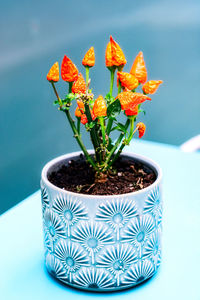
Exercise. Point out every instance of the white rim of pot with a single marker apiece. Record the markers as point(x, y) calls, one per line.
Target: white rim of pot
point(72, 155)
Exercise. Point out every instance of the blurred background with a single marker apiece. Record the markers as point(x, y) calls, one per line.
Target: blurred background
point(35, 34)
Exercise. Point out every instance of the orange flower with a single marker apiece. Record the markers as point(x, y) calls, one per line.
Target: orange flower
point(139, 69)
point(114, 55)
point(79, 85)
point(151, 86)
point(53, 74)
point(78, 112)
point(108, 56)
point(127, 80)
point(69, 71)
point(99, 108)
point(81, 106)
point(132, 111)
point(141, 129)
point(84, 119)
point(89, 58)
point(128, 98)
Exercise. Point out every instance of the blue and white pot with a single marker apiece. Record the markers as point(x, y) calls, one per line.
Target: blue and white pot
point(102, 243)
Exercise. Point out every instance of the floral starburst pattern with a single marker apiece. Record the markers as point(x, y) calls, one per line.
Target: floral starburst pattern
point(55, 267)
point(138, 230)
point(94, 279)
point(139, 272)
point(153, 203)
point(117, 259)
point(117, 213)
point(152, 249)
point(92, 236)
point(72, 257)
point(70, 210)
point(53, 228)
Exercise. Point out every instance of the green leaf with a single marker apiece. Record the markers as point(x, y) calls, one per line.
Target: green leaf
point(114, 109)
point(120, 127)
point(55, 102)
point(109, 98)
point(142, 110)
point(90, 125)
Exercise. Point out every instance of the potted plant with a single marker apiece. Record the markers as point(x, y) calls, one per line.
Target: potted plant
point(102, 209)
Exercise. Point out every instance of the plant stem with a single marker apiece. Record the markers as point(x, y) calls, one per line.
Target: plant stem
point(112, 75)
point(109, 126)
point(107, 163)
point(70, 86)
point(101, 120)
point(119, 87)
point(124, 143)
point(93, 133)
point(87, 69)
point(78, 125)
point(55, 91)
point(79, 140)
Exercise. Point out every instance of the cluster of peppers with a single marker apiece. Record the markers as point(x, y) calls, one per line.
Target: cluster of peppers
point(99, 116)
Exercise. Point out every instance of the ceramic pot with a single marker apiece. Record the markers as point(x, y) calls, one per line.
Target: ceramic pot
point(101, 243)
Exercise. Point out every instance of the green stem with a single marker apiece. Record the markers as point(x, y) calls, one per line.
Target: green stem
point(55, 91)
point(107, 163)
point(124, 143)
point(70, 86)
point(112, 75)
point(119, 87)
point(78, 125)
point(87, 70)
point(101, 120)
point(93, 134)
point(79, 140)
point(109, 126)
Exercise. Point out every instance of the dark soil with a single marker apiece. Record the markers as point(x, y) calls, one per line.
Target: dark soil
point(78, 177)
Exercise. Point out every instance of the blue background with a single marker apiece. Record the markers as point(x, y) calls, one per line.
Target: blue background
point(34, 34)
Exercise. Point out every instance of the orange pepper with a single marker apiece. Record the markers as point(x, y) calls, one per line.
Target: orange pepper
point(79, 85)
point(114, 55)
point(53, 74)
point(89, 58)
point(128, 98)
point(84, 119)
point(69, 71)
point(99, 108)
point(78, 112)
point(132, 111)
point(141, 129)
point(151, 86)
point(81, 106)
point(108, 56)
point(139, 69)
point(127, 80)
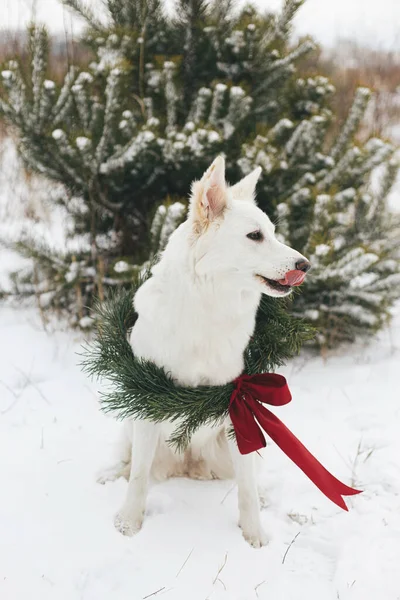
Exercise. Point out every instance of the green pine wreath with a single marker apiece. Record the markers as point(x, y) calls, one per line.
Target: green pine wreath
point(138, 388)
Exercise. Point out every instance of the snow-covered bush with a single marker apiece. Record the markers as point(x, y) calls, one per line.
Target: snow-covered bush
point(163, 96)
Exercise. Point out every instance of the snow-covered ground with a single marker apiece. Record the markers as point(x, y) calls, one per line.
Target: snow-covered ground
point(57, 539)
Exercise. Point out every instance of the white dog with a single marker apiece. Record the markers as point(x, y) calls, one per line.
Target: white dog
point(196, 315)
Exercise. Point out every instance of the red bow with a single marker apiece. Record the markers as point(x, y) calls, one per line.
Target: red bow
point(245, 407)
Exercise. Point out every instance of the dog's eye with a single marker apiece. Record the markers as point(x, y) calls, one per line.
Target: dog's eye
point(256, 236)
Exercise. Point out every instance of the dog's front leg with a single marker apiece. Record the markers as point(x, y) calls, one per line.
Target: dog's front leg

++++++

§ **EXERCISE**: Copy every line of the data exactly as written, excluding the pictures.

§ **CORRECT ANSWER**:
Exercise. Point out every instance of the white rim of pot with a single marker apiece. Record the markers as point(x, y) calls, one per line.
Target: white rim of pot
point(72, 155)
Exercise. Point out every instance of the blurred background with a single marker apiece. Record the markers as point(x, y) calls, one per line.
Target: blurred background
point(35, 34)
Exercise. Point out every instance of the orange flower with a single marker apiece. Record the markers as point(x, y) calls, one per line.
Target: orange flower
point(139, 69)
point(114, 55)
point(79, 85)
point(151, 86)
point(53, 74)
point(78, 112)
point(108, 56)
point(127, 80)
point(69, 71)
point(99, 108)
point(81, 106)
point(132, 111)
point(141, 129)
point(84, 119)
point(89, 58)
point(128, 98)
Exercise. Point out every instance of the blue and white pot with a single marker apiece. Record the markers as point(x, y) calls, one per line.
Target: blue and white pot
point(102, 243)
Exercise. Point out every instance of the floral starburst pattern with a single marker apiece. Record the markers as point(x, y) calls, one per line.
Target: floral starburst pattern
point(55, 267)
point(138, 230)
point(94, 279)
point(139, 272)
point(153, 203)
point(117, 259)
point(117, 213)
point(152, 249)
point(92, 236)
point(72, 257)
point(70, 210)
point(53, 228)
Exercise. Point out every instance of the green leaf with a single marker apiece. Record the markers as point(x, y) calls, one per line.
Target: green leaf
point(114, 109)
point(120, 127)
point(55, 102)
point(109, 98)
point(142, 110)
point(90, 125)
Exercise. Point out every instance of the potted plant with a single marker apiece. Record the markers as point(x, y) calls, one per line.
Target: potted plant
point(102, 209)
Exercise. Point out every instance of the plant stem with a single marker apiece. Record the markers as point(x, y) calls, one per line.
Target: plant stem
point(112, 75)
point(109, 126)
point(107, 163)
point(70, 86)
point(101, 120)
point(119, 87)
point(124, 143)
point(93, 133)
point(87, 69)
point(78, 125)
point(55, 91)
point(79, 140)
Exercise. Point out every instance of the cluster of peppers with a single marker apiece. Record the markers as point(x, y) calls, one per line.
Target: cluster of peppers
point(99, 116)
Exercise. Point out every instance of the ceramic pot with a single marker apiece. Record the markers as point(x, y) calls, one per line.
Target: ceramic pot
point(101, 243)
Exercise. Point out every instance of the green stem with a single marker apiece. Record the markers as point(x, y) calls, one per line.
Target: green stem
point(55, 91)
point(107, 163)
point(124, 143)
point(70, 86)
point(112, 75)
point(119, 87)
point(78, 125)
point(87, 70)
point(101, 120)
point(93, 134)
point(79, 140)
point(109, 126)
Exercise. Point out every instance of the dark soil with a single marker apiece. Record the markers as point(x, y) calls, one per line.
Target: dark soil
point(78, 177)
Exercise. Point out every instance of the blue background with a single marker apiece. Record the markers as point(x, y) calls, one per line.
Target: blue background
point(34, 34)
Exercise. Point out every instance of the orange pepper with a single marker apiece. Record the markers as point(x, y) calls, one per line.
Target: orange pepper
point(79, 85)
point(114, 55)
point(53, 74)
point(89, 58)
point(128, 98)
point(84, 119)
point(69, 71)
point(99, 108)
point(78, 112)
point(132, 111)
point(141, 129)
point(151, 86)
point(81, 106)
point(108, 56)
point(139, 69)
point(127, 80)
Exercise. Point out every instance of the green pine wreath with a single marker apiece. Record the markers as point(x, y) calls, one per line.
Target: green pine wreath
point(138, 388)
Exercise. Point out every instance of the snow-covered bush with a single marker apiece. Record the markers as point(x, y) calls, one per line.
Target: snow-covered bush
point(163, 96)
Exercise. Point out every instance of the snow-covered ground with a single marker apiece. Record the markers as point(x, y) calls, one per line.
Target: snow-covered ground
point(57, 539)
Exercise. Point out every instance of the white dog with a single marker apiece. Record the markers as point(x, y) calls, one per line.
Target: white dog
point(196, 315)
Exercise. Point out every instance of the red bow with a single marker apiece. Record the markers as point(x, y) calls, one per line.
Target: red bow
point(245, 407)
Exercise. Point out every instance of the dog's eye with a single marker apiece. Record the markers as point(x, y) calls, one per line.
Target: dog's eye
point(256, 236)
Exercise. Point out every instance of the dog's front leg with a single marker apiece. Record the markers as point(x, y) calls, one per line.
Target: dog's front leg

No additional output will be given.